WHAT YOU HAVE TO DO >> Rewrite in full every line of the data between the line holding "the rear bumper" and the line holding "x=346, y=23", inclusive. Multiply only the answer coordinates by 1.1 and round each result to a whole number, with halves rounded up. All other text and numbers stay unchanged.

Records >>
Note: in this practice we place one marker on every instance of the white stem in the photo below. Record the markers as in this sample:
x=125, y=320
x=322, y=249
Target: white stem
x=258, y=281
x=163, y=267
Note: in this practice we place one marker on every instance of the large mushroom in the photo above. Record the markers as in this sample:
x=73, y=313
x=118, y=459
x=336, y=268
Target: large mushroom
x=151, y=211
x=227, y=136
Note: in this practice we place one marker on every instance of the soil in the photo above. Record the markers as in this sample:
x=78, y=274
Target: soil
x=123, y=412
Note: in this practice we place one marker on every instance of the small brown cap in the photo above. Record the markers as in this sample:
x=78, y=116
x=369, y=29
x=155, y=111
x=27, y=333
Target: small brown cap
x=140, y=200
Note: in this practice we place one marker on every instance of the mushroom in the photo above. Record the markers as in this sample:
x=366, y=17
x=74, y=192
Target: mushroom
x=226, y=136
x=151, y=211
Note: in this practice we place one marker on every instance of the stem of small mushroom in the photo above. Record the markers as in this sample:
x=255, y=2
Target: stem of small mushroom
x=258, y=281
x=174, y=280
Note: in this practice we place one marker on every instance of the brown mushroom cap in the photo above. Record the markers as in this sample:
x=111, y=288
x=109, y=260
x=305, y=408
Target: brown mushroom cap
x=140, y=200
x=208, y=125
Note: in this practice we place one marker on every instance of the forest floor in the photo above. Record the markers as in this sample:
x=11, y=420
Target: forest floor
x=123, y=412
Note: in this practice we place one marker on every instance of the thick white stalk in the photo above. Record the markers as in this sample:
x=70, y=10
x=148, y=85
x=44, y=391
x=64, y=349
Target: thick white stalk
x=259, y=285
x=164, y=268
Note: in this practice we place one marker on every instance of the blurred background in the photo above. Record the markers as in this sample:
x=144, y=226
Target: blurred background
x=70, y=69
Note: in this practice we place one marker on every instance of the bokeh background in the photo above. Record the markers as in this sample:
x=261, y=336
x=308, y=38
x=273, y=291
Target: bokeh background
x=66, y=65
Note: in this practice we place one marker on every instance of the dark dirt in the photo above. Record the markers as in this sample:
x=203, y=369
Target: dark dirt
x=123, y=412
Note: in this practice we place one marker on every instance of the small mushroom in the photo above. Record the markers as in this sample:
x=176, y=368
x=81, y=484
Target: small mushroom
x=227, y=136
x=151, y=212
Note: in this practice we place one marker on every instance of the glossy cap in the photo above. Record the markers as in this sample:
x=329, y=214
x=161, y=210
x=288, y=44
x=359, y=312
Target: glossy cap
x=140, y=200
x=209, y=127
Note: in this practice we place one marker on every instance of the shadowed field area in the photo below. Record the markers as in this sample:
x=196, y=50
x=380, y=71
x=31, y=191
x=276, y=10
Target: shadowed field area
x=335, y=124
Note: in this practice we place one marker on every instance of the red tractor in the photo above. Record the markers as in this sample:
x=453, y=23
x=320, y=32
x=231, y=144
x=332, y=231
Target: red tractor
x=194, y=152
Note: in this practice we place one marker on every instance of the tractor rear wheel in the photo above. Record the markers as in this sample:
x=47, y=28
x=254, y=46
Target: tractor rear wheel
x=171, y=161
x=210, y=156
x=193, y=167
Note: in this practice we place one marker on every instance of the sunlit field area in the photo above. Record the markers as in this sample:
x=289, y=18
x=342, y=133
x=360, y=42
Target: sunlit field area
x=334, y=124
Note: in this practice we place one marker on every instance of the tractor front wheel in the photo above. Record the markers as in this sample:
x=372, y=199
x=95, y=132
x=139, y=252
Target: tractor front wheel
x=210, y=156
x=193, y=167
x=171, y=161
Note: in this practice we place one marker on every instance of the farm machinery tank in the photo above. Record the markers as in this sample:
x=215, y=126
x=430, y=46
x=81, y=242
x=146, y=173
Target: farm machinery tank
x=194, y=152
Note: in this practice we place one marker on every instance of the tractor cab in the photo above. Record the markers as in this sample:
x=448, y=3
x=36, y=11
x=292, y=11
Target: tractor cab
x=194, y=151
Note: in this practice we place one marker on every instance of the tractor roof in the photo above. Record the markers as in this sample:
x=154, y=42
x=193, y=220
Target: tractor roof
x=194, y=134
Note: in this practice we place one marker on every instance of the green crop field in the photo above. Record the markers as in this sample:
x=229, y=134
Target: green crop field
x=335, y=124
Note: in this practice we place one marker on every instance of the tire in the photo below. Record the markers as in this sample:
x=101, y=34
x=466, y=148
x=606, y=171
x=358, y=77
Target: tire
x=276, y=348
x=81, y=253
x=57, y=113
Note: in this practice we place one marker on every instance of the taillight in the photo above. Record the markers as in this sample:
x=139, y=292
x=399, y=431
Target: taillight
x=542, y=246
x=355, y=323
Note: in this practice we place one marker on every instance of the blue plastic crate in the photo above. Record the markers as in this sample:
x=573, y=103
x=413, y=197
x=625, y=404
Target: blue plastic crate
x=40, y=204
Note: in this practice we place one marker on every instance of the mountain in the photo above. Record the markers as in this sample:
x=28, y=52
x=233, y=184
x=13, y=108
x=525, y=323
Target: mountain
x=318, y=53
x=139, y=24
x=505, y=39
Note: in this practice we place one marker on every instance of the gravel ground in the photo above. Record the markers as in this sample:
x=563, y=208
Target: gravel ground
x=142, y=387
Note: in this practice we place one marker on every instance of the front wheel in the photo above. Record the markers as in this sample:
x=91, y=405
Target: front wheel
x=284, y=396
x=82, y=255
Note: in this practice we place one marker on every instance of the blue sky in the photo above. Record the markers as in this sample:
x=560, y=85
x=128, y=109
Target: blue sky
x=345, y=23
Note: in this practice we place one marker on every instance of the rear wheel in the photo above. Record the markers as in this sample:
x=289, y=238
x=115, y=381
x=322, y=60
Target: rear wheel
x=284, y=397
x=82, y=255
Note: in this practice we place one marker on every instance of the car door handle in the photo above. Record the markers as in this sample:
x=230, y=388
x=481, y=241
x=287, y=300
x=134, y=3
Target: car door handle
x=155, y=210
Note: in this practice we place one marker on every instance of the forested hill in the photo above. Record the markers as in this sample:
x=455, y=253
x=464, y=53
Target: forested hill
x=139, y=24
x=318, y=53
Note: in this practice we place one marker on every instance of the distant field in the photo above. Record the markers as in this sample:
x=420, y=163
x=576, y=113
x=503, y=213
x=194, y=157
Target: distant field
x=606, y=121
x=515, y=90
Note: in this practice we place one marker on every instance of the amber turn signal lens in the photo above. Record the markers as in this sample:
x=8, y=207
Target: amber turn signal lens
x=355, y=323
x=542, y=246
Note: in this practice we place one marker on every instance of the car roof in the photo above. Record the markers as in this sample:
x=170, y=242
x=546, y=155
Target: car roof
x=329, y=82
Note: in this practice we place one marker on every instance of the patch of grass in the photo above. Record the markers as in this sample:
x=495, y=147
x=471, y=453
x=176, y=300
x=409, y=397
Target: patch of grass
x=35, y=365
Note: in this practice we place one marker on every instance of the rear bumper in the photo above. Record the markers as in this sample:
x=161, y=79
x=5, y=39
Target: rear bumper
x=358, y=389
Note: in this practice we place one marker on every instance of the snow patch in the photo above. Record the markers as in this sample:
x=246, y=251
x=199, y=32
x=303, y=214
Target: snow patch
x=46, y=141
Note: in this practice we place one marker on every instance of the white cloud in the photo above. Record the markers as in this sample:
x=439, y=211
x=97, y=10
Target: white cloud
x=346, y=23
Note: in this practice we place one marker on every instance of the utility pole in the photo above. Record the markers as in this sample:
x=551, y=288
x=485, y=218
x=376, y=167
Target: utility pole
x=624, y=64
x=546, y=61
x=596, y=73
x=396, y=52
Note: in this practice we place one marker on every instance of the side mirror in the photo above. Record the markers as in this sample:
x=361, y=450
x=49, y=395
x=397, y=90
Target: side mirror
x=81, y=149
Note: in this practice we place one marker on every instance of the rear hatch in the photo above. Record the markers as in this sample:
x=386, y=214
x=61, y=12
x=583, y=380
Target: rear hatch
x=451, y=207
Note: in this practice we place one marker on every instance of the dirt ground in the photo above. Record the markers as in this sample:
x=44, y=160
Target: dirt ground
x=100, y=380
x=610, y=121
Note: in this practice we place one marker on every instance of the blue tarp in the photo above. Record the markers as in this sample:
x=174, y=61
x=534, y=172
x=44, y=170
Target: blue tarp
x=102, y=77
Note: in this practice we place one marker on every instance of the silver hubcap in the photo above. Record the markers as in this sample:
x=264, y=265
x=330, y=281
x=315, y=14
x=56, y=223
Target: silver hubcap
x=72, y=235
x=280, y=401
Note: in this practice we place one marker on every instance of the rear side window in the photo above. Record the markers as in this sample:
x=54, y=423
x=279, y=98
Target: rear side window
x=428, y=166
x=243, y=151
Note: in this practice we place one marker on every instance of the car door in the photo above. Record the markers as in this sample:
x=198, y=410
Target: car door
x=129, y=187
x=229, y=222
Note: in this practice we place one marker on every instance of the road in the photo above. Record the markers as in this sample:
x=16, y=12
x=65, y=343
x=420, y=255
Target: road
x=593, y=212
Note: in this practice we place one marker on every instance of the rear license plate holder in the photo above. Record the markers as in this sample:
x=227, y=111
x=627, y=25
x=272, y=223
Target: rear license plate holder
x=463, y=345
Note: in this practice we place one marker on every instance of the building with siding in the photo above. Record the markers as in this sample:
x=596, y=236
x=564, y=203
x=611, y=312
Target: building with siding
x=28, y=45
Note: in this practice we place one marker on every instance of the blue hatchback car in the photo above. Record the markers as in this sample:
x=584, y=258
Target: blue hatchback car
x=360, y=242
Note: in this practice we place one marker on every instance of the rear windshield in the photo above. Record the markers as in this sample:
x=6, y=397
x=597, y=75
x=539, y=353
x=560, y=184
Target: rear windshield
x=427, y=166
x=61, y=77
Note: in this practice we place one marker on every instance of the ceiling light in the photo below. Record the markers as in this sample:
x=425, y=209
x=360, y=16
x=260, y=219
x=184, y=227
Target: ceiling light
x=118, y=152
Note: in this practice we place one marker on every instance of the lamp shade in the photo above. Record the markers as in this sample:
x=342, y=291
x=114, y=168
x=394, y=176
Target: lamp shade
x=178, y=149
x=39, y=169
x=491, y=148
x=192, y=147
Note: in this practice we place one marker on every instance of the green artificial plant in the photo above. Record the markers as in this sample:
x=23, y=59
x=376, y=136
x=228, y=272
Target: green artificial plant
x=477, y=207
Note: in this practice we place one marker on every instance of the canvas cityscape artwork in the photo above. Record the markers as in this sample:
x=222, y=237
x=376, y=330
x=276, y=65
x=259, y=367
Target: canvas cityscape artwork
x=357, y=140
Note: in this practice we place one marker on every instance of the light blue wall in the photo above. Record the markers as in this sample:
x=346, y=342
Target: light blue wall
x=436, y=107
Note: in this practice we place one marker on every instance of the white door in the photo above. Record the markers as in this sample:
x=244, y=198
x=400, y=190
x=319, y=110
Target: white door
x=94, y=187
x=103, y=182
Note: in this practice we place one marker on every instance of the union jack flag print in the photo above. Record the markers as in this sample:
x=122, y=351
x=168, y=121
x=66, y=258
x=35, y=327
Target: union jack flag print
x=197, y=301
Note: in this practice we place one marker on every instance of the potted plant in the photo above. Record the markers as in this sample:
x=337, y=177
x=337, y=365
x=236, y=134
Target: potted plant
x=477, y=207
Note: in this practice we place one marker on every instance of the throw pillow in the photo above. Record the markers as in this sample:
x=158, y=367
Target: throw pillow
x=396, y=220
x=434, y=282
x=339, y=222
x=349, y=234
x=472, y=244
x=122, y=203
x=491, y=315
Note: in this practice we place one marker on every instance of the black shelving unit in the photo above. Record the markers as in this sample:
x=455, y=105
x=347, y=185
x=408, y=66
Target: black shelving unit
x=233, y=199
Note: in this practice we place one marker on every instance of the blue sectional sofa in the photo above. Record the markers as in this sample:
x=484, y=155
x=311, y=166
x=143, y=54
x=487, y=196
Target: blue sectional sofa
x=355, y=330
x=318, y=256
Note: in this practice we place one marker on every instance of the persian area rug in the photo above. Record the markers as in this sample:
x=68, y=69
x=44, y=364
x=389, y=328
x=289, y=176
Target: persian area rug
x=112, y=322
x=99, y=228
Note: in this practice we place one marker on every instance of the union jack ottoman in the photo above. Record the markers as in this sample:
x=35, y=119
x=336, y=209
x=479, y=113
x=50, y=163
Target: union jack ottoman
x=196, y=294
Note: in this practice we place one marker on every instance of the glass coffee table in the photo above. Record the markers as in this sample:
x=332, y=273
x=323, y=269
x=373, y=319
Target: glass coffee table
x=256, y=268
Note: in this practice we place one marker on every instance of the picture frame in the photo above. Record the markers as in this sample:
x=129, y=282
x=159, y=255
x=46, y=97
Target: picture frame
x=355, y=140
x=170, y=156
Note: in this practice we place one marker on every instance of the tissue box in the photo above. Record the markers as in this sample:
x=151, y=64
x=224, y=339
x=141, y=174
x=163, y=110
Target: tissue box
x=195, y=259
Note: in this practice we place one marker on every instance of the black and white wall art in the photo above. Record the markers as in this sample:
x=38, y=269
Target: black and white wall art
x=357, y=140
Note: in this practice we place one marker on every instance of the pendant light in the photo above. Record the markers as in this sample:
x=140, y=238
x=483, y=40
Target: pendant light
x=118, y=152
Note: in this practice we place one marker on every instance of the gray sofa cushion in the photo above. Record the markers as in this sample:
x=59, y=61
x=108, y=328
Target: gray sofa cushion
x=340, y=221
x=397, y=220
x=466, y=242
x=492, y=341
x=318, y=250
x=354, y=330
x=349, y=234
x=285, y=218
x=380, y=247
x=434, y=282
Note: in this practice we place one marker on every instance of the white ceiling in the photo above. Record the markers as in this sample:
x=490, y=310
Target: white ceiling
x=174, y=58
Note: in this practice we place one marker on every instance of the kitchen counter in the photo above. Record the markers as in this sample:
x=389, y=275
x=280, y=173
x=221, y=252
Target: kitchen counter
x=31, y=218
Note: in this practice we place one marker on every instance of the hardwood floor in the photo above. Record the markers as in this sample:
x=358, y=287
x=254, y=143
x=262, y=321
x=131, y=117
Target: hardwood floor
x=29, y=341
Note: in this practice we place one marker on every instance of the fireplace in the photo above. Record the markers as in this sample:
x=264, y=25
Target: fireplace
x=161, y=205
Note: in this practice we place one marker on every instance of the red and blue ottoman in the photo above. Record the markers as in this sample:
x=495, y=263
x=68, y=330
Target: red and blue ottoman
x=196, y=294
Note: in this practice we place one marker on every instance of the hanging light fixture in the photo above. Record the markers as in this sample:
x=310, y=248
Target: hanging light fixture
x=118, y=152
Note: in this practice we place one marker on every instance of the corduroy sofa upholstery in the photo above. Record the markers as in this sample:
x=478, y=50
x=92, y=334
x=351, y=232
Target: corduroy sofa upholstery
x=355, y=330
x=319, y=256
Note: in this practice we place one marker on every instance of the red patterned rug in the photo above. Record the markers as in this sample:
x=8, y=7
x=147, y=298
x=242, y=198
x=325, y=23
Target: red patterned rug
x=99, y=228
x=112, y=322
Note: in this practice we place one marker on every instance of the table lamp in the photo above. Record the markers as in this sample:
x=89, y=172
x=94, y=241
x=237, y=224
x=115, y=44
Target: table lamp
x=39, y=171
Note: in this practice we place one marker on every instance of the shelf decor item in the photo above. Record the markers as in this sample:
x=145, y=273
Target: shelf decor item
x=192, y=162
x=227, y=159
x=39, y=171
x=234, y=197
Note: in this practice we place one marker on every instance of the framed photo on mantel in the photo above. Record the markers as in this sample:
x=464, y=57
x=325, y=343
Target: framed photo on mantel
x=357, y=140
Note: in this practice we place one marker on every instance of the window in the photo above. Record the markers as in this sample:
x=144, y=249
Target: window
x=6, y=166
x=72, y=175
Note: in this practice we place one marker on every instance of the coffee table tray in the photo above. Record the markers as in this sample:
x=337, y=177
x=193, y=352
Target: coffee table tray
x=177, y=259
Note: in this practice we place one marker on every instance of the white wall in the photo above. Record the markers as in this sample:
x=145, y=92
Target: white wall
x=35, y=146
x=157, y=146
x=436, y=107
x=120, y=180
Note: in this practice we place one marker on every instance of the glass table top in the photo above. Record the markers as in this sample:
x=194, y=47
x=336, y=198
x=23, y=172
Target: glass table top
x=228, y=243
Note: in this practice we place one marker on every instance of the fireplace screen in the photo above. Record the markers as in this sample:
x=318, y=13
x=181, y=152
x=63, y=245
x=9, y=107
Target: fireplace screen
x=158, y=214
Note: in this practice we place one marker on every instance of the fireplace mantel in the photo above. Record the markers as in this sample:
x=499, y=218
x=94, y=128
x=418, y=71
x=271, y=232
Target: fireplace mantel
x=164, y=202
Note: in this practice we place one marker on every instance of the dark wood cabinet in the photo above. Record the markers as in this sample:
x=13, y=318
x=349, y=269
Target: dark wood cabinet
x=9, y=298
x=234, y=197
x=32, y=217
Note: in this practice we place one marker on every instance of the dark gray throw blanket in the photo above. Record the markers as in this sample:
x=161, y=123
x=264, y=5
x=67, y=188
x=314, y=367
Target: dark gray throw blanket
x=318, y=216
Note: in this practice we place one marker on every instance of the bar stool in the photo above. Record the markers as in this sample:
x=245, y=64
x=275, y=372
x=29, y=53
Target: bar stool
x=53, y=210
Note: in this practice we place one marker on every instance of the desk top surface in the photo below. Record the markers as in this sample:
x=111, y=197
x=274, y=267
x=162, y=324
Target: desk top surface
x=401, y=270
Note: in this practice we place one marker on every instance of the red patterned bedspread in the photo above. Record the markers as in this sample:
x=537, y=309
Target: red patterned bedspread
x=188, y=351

WORKED ANSWER >>
Note: in this practice we place one marker on every instance of the rear bumper in the photo above. Record the markers as in this sample:
x=161, y=79
x=5, y=39
Target: rear bumper
x=394, y=428
Note: in this practice we place one marker on every instance of the snow patch in the photo above. Record the markers as in this sample:
x=246, y=251
x=199, y=32
x=303, y=214
Target: snow patch
x=51, y=155
Note: in this practice we place one marker on every instance of the white cloud in the photo above. Record the markers as in this sample:
x=439, y=211
x=97, y=10
Target: white cloud
x=381, y=25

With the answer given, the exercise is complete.